-- EXCERPT TO READ --
ILLINOIS APPELLATE COURT FIRST DISTRICT (1ST DIVISION) JUDGMENT AFFIRMED.
OPINION FILED MARCH 29, 1976.
JUDY LAPLACA, A MINOR, BY FRANK T. LAPLACA, HER FATHER AND NEXT FRIEND, PLAINTIFF-APPELLANT,
GILBERT AND WOLF, INC., DEFENDANT-APPELLEE.
APPEAL from the Circuit Court of Cook County; the Hon. RAYMOND
K. BERG, Judge, presiding.
MR. JUSTICE O'CONNOR DELIVERED THE OPINION OF THE COURT:
Judy LaPlaca, six and one-half years of age, slipped in the bathtub and fell against the glass shower door in her parents' home on June 27, 1966. The glass shower door broke and injured her. Through her father as next friend, plaintiff brought a strict products liability tort action against Gilbert and Wolf, Inc., the subdivision builder and developer who installed the shower door in the home. The LaPlacas bought the house from the defendant in 1956. The complaint alleged that the shower door furnished by defendant was unreasonably dangerous because of its inadequate construction and design. At trial, the jury returned a verdict in favor of defendant. Plaintiff's contention on appeal is that the trial court erred in instructing the jury on assumption of risk because a child under seven years of age is conclusively presumed, as a matter of law, incapable of assuming the risk of injury.
1 The record on appeal submitted to the reviewing court does not contain any trial testimony or evidence. Only the pleadings, motions, jury instructions, instruction conference and the trial court's orders comprise the record. The burden is on the party who brings a cause to a reviewing court to present a record for review which fairly and fully presents all matters necessary and material for a decision of the question raised. (Norek v. Herold, 31 Ill. App.3d 514, 334 N.E.2d 220, 225; Interstate Printing Co. v. Callahan, 18 Ill. App.3d 930, 932-33, 310 N.E.2d 786.) Plaintiff characterizes the propriety of the assumption of risk instruction solely as a question of law. She contends that if the instruction is erroneous as a matter of law, the only proper disposition of the case on appeal is reversal and remandment for a new trial. Thus, in plaintiff's view, the transcript of the trial proceedings is not necessary to decide the issue raised on appeal. We do not agree.

-- RECORDS --
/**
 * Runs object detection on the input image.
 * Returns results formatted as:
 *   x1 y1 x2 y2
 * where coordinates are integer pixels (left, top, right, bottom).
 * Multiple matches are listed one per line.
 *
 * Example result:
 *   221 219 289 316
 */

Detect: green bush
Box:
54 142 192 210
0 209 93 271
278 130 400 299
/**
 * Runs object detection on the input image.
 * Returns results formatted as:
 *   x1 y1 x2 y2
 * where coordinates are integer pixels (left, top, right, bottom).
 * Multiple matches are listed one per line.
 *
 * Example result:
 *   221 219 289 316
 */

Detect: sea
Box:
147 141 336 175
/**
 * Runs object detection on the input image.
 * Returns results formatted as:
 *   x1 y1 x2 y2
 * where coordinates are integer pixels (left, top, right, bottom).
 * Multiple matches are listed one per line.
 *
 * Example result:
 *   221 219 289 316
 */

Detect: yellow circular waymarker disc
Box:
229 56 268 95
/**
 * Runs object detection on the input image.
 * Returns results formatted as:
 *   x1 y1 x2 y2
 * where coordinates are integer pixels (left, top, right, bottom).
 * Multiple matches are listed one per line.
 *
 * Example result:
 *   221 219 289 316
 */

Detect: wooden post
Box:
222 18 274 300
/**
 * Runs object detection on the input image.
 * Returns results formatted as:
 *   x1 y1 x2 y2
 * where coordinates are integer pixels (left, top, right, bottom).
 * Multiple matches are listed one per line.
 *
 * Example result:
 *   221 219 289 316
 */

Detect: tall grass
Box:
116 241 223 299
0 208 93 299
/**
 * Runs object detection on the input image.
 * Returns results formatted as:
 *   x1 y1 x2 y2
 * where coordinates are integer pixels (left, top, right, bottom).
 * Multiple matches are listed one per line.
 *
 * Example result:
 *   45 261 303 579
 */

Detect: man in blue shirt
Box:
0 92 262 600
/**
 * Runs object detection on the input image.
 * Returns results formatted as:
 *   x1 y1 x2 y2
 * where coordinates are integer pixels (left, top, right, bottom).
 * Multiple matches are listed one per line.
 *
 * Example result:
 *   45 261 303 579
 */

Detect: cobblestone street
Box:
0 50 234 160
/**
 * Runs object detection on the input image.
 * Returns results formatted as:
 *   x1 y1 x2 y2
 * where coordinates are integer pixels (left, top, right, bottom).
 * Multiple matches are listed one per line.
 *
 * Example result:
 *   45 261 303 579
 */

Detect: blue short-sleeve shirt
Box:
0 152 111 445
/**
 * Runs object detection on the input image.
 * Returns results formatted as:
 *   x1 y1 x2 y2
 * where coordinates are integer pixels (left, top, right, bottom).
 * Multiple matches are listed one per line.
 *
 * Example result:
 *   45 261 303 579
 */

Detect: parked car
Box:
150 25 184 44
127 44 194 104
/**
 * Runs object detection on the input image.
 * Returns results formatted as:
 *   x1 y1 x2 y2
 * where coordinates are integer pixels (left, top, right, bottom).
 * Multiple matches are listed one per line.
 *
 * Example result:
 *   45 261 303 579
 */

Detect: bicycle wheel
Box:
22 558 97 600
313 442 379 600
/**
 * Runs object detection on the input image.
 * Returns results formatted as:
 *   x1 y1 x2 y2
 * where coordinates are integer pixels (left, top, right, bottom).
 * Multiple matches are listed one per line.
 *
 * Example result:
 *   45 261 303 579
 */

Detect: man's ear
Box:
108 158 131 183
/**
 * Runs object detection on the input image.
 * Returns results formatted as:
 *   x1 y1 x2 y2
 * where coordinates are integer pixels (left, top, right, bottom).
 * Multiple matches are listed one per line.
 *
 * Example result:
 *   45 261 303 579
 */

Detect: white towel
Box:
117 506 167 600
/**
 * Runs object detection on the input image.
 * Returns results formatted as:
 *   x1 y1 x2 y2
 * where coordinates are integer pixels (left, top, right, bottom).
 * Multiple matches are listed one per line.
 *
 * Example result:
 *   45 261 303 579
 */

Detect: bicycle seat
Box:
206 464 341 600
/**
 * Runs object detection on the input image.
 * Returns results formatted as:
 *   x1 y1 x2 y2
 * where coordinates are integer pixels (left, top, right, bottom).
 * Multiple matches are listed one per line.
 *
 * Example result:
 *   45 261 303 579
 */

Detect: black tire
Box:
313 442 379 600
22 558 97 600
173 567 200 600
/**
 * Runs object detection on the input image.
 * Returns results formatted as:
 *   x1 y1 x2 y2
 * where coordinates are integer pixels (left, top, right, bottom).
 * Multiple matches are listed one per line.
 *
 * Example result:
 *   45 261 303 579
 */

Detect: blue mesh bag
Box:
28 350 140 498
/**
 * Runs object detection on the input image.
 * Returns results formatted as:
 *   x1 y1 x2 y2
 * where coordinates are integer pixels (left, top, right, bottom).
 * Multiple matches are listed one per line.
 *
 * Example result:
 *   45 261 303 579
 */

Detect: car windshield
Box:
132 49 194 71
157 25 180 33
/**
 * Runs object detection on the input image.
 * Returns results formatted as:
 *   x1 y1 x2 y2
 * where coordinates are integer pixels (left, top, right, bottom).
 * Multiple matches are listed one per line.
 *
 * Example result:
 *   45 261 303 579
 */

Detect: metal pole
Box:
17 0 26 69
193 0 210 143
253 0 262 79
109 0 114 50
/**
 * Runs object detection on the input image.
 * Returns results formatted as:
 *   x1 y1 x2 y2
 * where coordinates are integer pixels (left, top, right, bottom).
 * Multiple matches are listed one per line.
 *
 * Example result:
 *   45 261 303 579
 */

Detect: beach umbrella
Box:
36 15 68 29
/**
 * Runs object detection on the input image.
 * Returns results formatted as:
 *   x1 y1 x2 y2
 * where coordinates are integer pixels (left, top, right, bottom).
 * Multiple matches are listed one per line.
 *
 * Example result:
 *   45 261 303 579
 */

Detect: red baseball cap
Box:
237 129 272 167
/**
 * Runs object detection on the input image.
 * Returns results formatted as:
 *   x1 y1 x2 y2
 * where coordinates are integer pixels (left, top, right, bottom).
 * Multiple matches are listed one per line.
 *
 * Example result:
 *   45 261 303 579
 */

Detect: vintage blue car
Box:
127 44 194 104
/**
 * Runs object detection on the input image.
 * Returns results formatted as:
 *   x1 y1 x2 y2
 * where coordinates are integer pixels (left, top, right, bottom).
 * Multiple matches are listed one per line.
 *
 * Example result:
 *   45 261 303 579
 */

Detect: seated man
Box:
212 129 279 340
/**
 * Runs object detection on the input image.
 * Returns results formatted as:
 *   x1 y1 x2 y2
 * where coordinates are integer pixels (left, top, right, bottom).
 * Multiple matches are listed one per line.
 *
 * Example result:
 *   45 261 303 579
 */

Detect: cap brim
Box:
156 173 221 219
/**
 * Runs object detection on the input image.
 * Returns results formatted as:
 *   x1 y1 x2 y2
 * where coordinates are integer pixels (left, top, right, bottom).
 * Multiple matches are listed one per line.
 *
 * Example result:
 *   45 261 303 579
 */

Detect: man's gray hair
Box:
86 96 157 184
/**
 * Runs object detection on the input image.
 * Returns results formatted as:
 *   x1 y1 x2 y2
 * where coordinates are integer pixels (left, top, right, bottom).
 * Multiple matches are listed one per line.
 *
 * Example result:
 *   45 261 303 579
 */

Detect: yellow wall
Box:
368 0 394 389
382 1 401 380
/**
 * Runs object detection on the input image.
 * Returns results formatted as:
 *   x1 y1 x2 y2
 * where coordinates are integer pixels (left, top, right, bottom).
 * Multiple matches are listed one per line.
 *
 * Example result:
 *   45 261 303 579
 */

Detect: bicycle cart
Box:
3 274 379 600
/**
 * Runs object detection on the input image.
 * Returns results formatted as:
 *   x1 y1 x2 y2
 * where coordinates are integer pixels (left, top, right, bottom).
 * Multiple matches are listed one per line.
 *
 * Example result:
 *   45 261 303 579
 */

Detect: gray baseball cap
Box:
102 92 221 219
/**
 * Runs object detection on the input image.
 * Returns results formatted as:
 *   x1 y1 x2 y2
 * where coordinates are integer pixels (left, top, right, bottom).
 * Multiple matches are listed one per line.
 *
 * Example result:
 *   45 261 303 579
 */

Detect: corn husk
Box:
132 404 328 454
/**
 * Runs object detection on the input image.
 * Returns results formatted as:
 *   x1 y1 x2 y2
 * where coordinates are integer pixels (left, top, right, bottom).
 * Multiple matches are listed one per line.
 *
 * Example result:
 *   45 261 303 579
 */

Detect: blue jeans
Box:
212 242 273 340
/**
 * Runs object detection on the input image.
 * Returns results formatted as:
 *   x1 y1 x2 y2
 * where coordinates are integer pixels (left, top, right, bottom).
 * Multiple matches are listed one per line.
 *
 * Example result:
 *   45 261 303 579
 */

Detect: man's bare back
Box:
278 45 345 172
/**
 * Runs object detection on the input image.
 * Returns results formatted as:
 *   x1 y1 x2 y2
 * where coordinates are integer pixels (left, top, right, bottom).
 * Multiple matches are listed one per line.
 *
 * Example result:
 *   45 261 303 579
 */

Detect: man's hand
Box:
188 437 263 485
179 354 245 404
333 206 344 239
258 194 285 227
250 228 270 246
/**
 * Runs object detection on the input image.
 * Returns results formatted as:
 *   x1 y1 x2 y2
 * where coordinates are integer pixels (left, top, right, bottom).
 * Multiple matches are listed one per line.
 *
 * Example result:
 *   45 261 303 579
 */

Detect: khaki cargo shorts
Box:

-- SET EXERCISE --
According to the court opinion, what is missing from the record submitted on appeal? The listing above is separate material with no connection to the court opinion.

-- COMPLETE ANSWER --
It does not contain any trial testimony or evidence.